--- Start Data extract ---

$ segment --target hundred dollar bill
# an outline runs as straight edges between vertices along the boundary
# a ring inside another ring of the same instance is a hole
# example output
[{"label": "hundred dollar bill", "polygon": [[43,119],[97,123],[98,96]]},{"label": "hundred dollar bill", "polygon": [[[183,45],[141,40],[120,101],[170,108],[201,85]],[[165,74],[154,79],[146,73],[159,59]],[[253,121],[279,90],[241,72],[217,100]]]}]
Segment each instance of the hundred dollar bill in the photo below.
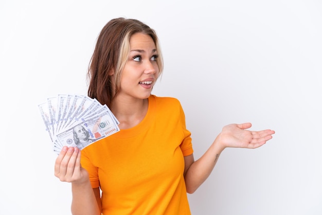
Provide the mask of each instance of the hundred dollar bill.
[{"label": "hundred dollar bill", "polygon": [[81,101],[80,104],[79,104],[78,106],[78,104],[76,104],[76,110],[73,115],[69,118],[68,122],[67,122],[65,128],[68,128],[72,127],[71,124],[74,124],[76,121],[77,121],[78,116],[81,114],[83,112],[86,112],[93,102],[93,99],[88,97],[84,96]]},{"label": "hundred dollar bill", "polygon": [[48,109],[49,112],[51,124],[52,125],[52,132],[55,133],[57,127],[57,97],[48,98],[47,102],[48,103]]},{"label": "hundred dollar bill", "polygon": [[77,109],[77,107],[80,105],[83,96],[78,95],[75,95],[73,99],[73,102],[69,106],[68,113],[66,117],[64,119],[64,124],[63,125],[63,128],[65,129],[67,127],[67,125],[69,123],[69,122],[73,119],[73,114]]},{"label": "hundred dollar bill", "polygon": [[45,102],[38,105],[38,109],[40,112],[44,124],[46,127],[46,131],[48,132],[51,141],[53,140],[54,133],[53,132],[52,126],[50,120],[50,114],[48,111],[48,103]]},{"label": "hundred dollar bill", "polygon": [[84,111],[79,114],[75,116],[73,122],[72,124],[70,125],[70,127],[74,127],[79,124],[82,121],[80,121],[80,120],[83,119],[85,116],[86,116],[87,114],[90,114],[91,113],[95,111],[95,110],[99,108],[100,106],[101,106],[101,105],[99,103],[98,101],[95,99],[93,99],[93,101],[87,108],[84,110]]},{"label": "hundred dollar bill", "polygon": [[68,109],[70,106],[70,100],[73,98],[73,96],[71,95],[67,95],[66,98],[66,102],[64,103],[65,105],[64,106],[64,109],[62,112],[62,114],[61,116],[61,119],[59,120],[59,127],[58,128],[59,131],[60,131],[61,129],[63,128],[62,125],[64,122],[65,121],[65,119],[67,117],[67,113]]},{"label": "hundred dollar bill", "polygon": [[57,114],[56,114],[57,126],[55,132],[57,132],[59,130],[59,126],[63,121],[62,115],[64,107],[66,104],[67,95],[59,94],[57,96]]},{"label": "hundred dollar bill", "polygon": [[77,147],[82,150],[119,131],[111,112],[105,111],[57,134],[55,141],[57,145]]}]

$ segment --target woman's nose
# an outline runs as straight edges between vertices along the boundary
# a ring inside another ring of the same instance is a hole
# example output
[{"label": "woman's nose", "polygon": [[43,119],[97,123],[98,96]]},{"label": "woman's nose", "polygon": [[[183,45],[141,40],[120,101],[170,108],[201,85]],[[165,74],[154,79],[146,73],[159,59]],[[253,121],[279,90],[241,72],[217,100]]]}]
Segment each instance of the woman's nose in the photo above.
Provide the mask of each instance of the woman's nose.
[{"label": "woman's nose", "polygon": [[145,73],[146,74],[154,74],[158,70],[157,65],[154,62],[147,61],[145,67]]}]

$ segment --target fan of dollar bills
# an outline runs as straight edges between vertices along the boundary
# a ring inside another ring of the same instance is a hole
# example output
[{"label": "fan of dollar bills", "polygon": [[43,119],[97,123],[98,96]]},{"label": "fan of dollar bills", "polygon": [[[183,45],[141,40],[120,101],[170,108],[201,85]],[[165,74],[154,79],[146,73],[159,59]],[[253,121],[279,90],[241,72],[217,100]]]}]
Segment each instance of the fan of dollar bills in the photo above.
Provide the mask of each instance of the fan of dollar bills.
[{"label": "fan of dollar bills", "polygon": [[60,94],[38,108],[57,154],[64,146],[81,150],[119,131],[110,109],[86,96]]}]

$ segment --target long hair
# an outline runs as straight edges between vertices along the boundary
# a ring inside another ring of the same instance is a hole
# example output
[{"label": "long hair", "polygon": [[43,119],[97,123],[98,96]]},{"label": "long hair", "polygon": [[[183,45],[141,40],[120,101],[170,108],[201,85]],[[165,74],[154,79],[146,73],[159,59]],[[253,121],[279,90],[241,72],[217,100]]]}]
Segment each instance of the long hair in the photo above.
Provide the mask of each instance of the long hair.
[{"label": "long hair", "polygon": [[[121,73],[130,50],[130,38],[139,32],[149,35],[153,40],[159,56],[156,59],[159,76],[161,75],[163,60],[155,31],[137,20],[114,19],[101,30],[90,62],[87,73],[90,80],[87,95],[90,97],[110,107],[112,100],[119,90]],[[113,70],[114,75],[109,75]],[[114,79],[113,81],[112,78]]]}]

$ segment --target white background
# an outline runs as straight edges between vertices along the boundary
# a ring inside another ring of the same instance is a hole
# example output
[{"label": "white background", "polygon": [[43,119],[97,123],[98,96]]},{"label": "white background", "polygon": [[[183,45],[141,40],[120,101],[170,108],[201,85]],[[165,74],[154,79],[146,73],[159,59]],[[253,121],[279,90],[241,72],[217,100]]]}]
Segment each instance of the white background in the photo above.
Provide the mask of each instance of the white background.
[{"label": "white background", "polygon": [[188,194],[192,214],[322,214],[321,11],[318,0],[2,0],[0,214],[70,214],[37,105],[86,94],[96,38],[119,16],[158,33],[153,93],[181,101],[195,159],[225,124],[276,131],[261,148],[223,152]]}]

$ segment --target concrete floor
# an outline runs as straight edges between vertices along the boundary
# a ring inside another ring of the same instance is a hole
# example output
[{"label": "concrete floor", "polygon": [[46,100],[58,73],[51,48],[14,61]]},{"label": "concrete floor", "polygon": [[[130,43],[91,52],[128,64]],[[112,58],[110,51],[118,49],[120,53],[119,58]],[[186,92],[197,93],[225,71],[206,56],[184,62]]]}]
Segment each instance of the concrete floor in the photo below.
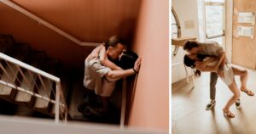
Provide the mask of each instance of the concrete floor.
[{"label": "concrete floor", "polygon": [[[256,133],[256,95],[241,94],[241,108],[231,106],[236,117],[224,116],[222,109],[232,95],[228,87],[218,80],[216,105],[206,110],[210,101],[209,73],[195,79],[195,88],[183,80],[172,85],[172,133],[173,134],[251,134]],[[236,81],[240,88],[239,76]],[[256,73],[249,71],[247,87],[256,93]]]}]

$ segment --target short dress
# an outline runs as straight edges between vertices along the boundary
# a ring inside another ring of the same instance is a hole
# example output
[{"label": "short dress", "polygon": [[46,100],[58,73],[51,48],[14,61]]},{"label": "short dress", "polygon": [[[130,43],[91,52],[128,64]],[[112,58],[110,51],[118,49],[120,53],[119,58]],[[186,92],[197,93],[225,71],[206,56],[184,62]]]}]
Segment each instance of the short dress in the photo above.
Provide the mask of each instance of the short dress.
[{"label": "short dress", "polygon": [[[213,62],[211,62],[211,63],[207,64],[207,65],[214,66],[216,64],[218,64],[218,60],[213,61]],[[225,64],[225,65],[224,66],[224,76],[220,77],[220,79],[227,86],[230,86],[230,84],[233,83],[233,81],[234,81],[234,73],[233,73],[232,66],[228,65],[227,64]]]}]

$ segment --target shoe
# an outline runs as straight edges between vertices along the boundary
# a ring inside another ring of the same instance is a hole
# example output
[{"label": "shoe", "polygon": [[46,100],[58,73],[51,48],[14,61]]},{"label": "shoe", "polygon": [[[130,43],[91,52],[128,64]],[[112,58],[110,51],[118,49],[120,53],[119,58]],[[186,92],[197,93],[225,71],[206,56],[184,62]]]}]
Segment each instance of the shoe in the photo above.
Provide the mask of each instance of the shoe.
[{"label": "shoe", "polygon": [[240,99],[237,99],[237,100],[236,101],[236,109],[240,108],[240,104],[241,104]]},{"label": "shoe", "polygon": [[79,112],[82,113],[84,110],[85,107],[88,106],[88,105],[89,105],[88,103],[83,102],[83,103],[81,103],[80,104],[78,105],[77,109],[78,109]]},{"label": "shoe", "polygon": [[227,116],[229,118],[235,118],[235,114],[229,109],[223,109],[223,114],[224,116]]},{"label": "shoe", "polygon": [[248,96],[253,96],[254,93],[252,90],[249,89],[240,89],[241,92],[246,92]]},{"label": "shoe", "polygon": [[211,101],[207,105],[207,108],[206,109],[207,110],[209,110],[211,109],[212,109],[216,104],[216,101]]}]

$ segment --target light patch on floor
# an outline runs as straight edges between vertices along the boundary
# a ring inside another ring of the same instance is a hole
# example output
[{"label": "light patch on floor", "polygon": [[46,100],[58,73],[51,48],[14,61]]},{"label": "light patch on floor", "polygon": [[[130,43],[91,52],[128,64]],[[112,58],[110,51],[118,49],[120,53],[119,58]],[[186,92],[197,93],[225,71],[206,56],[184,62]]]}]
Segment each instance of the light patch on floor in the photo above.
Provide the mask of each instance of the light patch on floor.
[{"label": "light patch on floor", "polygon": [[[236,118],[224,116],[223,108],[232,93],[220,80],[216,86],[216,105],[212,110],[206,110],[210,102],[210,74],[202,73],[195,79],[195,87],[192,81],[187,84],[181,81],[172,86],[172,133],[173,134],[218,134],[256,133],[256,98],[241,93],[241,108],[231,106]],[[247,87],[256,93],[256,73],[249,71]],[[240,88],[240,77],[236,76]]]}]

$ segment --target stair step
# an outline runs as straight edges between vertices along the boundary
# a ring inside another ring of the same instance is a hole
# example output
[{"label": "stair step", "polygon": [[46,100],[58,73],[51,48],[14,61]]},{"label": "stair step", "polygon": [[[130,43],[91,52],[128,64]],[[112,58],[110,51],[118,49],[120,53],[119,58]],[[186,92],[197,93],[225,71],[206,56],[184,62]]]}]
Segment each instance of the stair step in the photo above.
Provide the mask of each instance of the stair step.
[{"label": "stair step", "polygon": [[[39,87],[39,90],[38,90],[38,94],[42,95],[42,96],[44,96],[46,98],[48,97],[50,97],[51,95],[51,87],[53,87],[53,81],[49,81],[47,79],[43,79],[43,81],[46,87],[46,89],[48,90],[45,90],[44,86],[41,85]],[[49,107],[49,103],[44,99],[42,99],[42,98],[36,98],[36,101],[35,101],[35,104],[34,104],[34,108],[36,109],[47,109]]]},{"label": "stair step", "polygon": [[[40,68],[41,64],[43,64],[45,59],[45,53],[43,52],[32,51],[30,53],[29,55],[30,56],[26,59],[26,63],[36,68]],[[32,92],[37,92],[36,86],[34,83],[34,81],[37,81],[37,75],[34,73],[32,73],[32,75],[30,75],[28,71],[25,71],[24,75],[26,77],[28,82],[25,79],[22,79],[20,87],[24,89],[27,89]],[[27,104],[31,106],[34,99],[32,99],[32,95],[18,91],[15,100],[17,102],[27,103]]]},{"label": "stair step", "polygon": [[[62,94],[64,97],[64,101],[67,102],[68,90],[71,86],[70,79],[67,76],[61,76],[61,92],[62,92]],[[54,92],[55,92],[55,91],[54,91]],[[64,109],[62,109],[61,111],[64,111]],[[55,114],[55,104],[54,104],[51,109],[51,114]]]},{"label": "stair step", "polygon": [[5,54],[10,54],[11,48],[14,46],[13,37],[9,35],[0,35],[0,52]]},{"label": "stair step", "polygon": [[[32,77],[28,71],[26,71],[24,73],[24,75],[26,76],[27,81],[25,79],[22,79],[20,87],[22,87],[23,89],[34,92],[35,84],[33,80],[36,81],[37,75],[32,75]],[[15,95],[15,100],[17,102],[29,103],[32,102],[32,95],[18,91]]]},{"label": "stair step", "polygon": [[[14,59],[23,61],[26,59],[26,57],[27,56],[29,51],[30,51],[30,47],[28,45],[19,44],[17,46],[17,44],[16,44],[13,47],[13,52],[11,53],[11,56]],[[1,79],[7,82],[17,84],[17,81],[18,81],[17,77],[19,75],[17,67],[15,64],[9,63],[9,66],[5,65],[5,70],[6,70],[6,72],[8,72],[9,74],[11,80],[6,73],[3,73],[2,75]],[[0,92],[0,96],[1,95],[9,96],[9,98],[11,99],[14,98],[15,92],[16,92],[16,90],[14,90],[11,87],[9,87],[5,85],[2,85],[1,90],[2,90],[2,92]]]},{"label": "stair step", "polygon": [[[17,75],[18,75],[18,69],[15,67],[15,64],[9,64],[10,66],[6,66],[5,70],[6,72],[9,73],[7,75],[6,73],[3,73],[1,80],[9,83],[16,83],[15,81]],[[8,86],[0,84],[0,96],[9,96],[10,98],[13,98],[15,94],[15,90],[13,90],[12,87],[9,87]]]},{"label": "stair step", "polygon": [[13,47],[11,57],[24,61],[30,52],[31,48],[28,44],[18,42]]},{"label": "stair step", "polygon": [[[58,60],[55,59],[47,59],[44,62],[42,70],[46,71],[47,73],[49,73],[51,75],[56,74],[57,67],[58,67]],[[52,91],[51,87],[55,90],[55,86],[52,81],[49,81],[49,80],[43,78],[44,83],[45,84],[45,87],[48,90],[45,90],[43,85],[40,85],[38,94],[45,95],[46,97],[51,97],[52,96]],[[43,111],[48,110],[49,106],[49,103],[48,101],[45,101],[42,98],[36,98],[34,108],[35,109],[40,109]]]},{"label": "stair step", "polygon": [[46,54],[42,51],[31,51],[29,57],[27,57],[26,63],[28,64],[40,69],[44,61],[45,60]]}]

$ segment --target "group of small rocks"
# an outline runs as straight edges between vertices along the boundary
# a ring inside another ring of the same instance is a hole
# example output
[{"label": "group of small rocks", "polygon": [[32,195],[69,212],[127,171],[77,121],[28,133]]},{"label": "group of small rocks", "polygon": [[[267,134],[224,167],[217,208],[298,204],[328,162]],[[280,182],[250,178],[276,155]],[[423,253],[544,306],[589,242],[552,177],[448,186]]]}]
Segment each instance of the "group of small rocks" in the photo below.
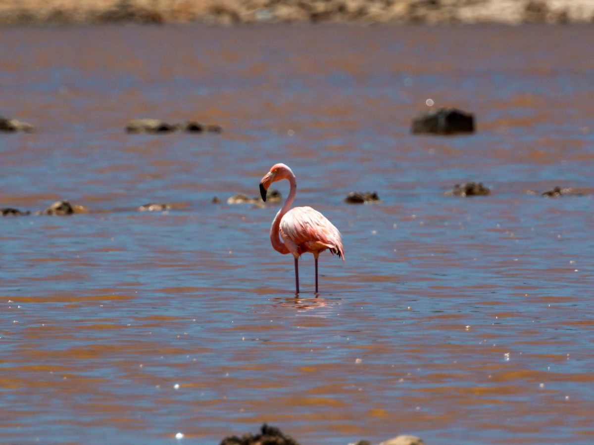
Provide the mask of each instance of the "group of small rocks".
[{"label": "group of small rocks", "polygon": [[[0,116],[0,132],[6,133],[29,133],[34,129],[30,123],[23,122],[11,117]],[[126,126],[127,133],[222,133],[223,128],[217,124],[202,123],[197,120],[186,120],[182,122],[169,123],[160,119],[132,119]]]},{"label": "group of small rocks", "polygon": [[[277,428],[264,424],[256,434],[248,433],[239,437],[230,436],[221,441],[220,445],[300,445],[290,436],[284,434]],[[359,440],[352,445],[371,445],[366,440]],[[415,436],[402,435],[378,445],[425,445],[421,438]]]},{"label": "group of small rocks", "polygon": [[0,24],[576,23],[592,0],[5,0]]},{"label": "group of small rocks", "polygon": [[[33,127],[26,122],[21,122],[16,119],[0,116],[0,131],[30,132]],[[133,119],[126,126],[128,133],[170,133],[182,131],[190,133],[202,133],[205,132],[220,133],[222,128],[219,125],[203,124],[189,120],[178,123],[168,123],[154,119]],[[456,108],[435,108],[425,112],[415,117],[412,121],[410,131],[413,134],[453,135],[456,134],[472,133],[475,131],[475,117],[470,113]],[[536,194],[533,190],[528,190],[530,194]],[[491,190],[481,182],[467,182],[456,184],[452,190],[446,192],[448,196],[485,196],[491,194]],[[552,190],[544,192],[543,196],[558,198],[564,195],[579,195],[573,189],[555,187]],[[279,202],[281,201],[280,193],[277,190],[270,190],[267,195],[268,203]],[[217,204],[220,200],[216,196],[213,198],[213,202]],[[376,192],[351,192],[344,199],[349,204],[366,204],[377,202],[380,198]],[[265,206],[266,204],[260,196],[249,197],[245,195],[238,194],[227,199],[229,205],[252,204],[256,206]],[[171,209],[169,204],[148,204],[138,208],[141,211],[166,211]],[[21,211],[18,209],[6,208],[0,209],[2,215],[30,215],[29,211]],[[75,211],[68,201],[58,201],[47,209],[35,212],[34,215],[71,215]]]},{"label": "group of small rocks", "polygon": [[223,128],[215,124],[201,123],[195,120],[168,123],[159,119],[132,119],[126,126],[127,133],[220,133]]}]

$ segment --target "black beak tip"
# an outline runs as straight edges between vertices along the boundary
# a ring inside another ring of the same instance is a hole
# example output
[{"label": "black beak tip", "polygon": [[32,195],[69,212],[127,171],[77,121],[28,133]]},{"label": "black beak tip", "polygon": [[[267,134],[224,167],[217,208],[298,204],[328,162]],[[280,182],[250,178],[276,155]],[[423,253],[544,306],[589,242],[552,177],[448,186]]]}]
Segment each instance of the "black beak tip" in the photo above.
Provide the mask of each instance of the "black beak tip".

--- End Data extract ---

What to work on
Lay out the lines of the entries above as a Markdown table with the columns Row and Line. Start at the line with "--target white background" and go up to and including the line with "Segment each instance of the white", leaving out blank lines.

Solution to this task
| Row | Line |
|---|---|
| 1 | $ segment --target white background |
| 2 | # an outline runs as straight edges between vertices along the boundary |
| 3 | # a ring inside another ring of the same instance is a hole |
| 4 | # example output |
| 5 | [{"label": "white background", "polygon": [[43,119],[97,123],[98,96]]},{"label": "white background", "polygon": [[[183,45],[141,40],[120,101],[170,108],[201,85]],[[165,74],[154,79],[146,73],[159,59]],[[253,121],[279,90],[241,72],[217,100]]]}] |
| 6 | Segment each instance of the white background in the photo above. |